--- START Source data ---

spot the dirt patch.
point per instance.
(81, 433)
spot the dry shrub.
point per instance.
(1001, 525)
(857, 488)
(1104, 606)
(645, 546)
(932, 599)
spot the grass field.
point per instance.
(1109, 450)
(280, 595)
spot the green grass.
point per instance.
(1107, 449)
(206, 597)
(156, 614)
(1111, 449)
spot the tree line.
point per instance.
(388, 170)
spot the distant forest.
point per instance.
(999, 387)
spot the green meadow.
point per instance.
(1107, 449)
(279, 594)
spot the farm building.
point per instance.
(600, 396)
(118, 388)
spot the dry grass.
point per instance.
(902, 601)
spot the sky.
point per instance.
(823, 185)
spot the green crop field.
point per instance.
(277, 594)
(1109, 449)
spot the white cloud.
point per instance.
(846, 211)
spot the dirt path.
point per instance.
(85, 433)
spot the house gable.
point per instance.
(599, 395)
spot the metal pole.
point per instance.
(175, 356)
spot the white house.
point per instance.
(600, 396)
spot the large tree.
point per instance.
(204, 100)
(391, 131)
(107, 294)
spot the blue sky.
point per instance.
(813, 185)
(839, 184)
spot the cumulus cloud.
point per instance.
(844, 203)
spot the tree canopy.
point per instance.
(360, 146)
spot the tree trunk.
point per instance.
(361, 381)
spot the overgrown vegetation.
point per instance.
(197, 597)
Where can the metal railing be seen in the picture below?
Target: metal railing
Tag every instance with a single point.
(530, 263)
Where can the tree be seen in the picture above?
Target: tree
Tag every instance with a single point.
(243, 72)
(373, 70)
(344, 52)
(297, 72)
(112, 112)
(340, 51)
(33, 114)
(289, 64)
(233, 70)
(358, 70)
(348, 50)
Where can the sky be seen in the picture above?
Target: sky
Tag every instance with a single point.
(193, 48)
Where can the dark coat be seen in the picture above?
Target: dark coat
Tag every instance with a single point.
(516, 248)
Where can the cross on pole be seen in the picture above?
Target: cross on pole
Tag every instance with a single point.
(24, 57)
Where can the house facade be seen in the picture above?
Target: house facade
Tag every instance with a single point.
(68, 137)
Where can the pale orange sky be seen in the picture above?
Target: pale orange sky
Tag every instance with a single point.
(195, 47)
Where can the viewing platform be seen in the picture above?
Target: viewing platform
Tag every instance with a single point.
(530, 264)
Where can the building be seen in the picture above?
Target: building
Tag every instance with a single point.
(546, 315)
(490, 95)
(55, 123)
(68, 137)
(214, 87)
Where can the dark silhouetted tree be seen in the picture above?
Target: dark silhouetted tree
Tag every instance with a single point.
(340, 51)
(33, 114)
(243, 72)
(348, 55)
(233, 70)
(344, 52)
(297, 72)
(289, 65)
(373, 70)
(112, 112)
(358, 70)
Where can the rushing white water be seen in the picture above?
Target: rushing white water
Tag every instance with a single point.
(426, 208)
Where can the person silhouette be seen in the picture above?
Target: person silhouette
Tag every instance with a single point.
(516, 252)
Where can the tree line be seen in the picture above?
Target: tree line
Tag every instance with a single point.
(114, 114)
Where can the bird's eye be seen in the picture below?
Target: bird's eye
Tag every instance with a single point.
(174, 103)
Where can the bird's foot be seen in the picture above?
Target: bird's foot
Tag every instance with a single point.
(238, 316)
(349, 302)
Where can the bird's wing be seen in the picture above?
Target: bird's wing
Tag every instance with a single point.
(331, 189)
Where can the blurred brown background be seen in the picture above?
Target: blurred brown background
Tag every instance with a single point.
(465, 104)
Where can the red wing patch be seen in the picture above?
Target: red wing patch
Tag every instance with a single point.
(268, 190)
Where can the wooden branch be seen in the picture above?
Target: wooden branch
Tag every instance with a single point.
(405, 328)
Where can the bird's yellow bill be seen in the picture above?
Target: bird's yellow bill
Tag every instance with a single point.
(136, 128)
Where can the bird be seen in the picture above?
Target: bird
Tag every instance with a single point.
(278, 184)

--- END Source data ---
--- START Source data ---

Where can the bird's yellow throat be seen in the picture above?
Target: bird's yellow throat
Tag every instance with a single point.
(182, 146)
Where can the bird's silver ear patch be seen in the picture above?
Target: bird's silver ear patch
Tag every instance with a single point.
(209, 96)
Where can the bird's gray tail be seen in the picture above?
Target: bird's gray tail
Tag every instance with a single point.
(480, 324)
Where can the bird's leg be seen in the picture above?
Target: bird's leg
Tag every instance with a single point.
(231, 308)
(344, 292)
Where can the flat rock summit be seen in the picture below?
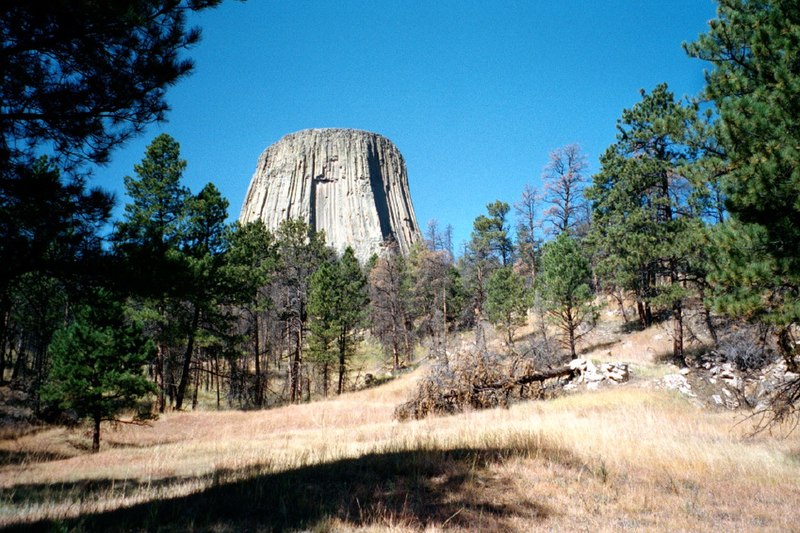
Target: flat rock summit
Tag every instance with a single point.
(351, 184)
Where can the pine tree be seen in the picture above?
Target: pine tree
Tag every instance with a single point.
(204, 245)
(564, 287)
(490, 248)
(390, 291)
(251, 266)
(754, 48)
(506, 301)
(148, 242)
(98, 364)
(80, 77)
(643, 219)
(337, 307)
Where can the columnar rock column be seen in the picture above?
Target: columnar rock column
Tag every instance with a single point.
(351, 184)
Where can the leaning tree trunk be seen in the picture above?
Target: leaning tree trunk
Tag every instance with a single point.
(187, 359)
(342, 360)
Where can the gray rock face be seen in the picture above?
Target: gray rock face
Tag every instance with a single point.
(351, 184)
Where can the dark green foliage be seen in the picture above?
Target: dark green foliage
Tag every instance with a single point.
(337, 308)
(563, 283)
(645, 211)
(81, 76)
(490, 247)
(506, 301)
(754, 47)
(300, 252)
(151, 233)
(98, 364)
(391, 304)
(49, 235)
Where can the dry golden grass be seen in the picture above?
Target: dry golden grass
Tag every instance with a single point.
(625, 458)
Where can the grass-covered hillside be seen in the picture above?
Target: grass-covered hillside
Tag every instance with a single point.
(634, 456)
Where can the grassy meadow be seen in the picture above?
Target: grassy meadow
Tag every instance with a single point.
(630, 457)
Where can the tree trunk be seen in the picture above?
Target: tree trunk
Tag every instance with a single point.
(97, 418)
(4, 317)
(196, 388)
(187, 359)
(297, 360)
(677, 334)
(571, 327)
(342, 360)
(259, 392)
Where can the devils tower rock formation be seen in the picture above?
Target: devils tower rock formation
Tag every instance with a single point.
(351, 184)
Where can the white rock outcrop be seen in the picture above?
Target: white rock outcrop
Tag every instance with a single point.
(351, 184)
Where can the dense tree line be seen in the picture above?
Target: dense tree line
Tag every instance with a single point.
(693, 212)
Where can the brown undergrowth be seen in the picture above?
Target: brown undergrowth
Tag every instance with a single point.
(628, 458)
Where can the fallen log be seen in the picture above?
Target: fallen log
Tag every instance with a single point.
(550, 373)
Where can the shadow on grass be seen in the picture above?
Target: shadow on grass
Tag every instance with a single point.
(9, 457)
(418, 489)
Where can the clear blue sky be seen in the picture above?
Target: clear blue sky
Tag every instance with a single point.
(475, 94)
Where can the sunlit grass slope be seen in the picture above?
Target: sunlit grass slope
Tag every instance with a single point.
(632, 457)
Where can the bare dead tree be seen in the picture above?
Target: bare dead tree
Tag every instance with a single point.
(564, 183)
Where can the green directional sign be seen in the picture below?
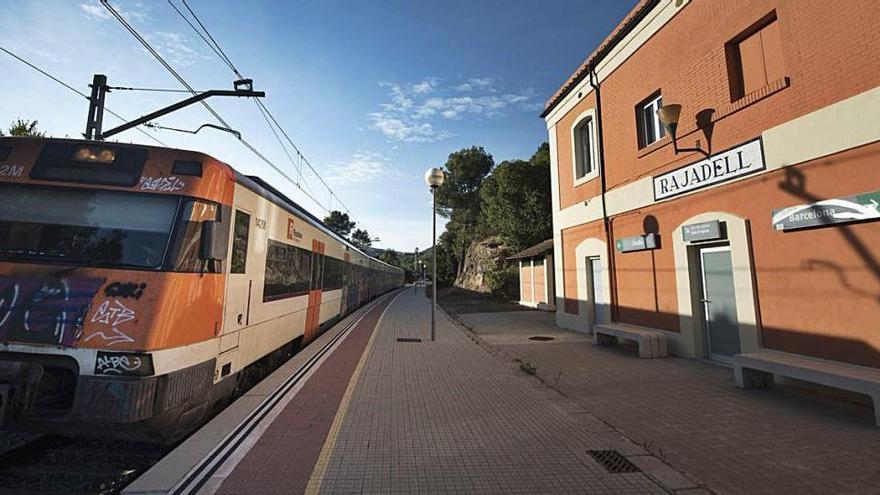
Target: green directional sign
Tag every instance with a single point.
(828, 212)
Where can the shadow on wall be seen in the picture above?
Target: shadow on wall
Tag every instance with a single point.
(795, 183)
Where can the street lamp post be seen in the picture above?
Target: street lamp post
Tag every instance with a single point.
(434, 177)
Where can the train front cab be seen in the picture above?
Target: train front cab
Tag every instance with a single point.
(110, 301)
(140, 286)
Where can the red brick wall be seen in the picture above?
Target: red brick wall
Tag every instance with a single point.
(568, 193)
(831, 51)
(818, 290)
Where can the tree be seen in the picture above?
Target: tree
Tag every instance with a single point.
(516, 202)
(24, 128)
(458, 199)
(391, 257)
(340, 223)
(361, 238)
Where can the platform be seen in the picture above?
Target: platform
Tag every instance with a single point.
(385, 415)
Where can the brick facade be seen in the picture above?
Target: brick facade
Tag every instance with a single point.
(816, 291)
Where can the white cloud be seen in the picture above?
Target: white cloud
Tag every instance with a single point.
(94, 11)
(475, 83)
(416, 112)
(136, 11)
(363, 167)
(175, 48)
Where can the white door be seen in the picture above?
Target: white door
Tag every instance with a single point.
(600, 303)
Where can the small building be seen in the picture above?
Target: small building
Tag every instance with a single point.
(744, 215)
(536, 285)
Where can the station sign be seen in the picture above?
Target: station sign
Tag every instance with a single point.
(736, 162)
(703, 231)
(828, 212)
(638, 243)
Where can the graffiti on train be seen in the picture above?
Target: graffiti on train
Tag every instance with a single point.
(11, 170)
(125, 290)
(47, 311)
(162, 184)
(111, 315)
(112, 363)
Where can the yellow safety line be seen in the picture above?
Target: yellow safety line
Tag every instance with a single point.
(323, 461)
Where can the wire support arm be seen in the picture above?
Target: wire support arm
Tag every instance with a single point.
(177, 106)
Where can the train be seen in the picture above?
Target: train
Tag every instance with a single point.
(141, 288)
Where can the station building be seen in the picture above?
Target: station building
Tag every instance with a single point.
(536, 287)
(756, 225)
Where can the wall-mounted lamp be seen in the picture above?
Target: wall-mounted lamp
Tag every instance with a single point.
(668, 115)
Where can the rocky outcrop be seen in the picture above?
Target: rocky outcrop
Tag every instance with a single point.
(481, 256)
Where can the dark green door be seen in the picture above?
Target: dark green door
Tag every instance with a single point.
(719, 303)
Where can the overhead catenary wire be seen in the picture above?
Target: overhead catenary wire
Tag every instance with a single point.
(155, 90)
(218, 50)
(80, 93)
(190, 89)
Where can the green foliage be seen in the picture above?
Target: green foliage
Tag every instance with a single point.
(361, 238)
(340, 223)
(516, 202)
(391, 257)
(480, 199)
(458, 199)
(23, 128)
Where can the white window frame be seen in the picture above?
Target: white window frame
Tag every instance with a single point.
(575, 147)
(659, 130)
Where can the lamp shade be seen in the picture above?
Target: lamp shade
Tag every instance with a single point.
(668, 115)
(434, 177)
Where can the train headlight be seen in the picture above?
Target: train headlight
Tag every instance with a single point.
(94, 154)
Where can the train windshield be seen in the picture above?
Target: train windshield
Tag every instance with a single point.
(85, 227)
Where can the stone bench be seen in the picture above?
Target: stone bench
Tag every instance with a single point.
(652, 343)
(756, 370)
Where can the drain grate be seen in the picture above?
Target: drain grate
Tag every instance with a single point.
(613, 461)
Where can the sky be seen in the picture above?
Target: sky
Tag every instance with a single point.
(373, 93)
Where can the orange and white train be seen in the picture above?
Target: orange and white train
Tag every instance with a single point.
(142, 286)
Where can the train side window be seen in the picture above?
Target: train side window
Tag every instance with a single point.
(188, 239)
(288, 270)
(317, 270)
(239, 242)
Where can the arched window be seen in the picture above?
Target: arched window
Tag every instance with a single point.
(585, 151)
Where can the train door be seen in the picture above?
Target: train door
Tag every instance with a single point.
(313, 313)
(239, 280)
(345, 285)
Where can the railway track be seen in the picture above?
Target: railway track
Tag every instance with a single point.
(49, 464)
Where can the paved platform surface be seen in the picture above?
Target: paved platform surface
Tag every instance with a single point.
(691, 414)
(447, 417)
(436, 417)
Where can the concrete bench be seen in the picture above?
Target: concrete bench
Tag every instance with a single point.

--- END Source data ---
--- START Source data ---

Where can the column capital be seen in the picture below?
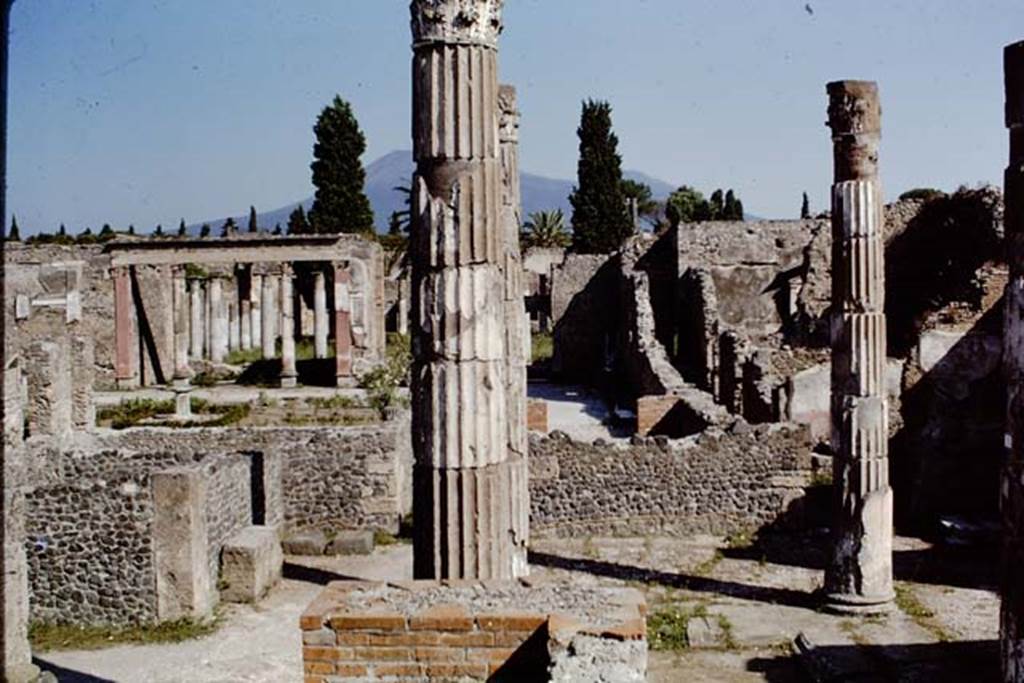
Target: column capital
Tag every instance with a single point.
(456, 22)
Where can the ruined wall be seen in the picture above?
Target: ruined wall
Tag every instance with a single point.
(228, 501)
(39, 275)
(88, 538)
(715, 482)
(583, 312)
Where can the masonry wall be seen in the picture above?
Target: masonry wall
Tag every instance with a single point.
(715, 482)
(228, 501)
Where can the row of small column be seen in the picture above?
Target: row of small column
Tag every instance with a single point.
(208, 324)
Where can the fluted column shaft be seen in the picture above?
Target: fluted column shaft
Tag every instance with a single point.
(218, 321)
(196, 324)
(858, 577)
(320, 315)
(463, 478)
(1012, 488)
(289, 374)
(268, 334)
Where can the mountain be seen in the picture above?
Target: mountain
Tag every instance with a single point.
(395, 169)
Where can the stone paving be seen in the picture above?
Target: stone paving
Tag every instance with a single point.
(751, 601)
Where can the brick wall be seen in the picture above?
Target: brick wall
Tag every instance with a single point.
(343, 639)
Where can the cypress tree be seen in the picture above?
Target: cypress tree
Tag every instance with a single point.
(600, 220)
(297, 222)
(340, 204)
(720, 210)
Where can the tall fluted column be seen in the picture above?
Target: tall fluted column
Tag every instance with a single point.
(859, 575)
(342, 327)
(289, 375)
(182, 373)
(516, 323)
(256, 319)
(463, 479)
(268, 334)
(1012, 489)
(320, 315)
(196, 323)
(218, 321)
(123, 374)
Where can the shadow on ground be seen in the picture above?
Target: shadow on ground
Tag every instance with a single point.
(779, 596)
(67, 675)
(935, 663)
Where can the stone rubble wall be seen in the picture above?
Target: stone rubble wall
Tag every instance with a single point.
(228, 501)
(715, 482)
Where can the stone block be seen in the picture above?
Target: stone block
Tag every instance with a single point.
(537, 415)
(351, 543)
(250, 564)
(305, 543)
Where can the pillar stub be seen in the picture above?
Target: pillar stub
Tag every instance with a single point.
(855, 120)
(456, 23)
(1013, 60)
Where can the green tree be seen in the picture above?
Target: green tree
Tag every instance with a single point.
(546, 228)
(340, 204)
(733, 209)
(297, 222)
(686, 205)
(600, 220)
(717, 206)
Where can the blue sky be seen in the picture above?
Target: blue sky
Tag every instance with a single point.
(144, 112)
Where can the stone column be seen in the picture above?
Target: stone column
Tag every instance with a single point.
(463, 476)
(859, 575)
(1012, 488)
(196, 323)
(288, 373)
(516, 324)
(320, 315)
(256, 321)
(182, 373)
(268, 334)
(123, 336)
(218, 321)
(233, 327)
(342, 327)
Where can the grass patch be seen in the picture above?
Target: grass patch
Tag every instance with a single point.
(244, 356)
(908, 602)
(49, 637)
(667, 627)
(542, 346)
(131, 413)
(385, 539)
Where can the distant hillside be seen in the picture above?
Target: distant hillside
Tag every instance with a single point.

--- END Source data ---

> **Stated goal**: Count the lines in the material that contain the word "formation" and reply with the number alone.

> **Final result**: 2